▶ [THE DATA]:
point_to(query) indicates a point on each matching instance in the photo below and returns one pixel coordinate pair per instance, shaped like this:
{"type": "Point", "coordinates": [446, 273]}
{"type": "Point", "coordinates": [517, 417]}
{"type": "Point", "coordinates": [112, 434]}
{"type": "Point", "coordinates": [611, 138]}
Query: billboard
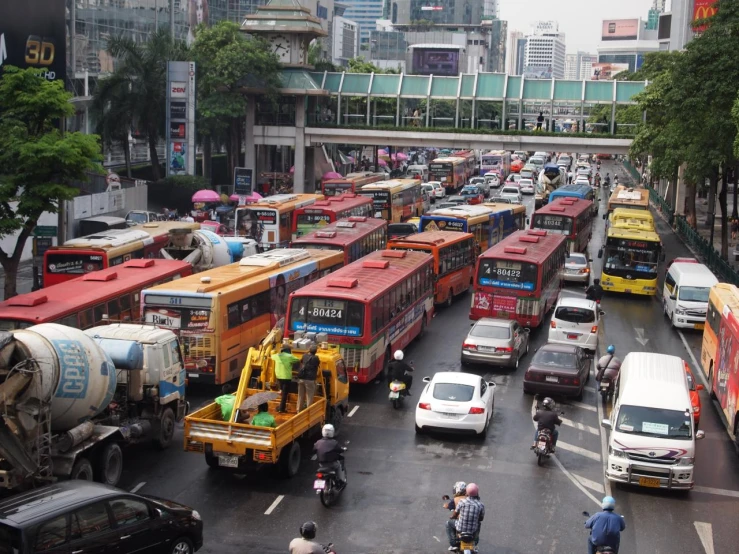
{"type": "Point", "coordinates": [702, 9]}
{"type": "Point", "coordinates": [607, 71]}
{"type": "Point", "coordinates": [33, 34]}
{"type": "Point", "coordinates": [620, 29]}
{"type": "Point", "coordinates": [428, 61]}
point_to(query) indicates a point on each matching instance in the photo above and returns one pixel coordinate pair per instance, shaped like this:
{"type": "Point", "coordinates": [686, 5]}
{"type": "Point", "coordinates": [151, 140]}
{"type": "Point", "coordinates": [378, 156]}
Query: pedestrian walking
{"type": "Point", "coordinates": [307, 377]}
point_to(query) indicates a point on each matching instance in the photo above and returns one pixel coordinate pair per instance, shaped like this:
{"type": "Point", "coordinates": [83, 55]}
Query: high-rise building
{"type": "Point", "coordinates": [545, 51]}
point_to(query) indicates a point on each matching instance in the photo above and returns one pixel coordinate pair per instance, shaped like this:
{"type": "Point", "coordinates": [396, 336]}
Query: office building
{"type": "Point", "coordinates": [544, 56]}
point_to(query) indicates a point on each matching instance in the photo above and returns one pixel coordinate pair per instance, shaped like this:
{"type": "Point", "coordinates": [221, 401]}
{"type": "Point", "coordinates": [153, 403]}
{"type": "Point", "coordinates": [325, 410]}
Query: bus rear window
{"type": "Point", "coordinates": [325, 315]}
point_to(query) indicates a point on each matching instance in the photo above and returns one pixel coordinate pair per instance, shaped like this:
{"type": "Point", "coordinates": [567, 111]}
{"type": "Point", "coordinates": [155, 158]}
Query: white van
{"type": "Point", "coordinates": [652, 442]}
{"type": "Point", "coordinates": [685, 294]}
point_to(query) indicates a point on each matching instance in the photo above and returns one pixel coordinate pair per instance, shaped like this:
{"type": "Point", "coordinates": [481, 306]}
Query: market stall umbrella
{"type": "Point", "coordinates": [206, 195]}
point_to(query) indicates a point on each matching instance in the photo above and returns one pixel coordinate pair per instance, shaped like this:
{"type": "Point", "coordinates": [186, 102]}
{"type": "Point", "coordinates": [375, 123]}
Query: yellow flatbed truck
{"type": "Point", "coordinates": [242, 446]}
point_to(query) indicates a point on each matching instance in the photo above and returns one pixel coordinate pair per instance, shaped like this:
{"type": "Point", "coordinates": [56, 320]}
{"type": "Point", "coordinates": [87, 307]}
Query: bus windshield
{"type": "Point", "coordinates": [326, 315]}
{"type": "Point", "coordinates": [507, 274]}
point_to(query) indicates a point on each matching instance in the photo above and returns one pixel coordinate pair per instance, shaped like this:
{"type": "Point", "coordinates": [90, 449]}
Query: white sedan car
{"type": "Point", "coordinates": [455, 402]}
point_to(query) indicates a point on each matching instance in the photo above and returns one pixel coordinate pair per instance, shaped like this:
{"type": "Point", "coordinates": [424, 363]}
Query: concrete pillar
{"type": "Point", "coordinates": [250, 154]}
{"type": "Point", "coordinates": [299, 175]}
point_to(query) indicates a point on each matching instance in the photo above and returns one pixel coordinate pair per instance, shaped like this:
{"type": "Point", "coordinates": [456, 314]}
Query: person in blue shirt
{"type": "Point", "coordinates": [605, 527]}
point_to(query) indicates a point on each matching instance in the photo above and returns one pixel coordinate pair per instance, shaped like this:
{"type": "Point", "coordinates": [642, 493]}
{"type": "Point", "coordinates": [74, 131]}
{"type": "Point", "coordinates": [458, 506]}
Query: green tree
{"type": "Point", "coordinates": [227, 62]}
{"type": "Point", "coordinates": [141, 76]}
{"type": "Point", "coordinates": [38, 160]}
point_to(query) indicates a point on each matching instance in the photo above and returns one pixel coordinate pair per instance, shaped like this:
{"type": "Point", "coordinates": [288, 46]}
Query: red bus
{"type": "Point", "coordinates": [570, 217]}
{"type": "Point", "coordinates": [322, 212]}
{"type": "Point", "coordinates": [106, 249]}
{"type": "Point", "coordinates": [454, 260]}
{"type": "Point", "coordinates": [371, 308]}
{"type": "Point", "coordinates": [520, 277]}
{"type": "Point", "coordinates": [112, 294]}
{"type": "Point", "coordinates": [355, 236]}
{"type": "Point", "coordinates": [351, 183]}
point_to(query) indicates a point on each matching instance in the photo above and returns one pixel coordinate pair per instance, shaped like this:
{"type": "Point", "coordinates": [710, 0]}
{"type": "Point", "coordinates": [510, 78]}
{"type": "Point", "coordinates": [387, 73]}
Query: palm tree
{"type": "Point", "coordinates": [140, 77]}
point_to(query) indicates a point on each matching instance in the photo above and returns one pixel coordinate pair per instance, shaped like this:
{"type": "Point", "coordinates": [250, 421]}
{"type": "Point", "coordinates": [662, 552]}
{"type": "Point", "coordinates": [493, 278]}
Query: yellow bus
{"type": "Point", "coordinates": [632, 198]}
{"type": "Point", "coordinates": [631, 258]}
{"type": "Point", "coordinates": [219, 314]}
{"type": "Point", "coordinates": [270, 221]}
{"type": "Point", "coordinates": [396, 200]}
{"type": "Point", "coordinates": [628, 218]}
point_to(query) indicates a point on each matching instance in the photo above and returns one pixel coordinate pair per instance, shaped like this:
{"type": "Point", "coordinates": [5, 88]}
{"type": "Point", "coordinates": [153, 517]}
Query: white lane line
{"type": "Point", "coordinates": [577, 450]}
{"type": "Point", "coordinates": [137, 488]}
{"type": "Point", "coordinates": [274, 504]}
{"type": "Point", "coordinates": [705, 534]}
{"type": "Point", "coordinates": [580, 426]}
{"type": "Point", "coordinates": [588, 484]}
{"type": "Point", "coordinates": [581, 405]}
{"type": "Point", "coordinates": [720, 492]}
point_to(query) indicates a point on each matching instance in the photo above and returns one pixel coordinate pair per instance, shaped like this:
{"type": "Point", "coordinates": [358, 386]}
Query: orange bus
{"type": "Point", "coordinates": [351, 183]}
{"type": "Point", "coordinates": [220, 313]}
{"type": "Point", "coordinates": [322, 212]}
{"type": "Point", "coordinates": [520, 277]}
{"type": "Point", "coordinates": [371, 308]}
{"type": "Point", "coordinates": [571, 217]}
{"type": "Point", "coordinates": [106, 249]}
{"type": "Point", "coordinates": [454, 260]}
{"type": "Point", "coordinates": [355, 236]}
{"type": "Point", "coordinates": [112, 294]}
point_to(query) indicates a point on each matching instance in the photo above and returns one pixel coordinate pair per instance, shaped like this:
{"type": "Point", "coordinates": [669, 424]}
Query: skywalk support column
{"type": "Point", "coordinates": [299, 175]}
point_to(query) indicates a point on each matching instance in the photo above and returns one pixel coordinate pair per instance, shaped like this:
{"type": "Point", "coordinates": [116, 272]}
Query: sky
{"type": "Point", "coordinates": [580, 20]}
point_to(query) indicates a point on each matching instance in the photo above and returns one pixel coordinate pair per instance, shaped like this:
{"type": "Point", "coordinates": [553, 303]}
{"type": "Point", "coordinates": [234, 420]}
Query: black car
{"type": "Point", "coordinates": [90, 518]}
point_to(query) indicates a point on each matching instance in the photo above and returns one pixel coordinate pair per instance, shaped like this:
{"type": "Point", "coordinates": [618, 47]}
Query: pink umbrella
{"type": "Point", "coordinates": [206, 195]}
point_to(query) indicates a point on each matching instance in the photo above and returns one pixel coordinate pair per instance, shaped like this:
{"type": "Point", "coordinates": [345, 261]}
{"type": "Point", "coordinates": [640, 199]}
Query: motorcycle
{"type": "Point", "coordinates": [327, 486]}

---

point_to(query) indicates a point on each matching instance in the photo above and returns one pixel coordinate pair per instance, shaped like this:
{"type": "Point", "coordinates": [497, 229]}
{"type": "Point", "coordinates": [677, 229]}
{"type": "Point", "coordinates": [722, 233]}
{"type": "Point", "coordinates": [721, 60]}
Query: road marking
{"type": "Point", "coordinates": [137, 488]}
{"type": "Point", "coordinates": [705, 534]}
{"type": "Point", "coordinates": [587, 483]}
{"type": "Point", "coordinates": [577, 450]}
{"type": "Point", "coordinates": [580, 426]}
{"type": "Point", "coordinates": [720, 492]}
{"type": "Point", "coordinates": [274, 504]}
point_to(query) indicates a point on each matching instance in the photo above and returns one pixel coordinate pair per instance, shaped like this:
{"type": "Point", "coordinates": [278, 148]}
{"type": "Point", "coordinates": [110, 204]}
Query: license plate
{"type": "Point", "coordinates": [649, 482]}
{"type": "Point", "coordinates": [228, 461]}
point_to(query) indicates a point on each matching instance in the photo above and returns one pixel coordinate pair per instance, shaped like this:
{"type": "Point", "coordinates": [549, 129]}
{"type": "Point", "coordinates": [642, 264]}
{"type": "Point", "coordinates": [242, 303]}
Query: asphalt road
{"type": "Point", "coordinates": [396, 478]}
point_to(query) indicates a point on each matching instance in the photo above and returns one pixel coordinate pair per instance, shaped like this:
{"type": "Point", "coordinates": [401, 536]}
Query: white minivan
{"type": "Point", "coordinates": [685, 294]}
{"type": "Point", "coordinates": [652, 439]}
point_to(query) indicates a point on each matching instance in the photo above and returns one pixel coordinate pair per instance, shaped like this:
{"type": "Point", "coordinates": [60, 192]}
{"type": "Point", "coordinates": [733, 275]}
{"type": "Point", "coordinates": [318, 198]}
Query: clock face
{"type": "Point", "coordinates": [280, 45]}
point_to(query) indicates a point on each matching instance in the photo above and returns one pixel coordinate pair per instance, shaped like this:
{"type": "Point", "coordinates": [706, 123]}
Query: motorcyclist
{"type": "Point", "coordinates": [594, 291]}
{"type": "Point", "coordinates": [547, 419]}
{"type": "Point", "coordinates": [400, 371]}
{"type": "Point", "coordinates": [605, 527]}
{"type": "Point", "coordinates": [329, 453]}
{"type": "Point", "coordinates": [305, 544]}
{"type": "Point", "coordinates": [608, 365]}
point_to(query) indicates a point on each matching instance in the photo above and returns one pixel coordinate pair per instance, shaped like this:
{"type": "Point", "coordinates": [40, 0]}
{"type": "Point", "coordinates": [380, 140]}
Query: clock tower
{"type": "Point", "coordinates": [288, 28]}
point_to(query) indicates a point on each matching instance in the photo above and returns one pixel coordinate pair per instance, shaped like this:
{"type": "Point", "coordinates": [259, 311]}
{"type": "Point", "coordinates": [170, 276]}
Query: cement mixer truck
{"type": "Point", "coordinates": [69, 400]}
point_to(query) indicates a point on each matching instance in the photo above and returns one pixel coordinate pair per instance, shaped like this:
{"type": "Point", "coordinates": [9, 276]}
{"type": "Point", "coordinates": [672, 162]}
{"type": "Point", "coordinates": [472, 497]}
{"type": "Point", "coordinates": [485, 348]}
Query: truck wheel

▶ [STATED PROBLEM]:
Return every line from both blocks above that contains the string "umbrella".

▶ [SOLUTION TO THIS PROBLEM]:
Query: market stall umbrella
Query: pink umbrella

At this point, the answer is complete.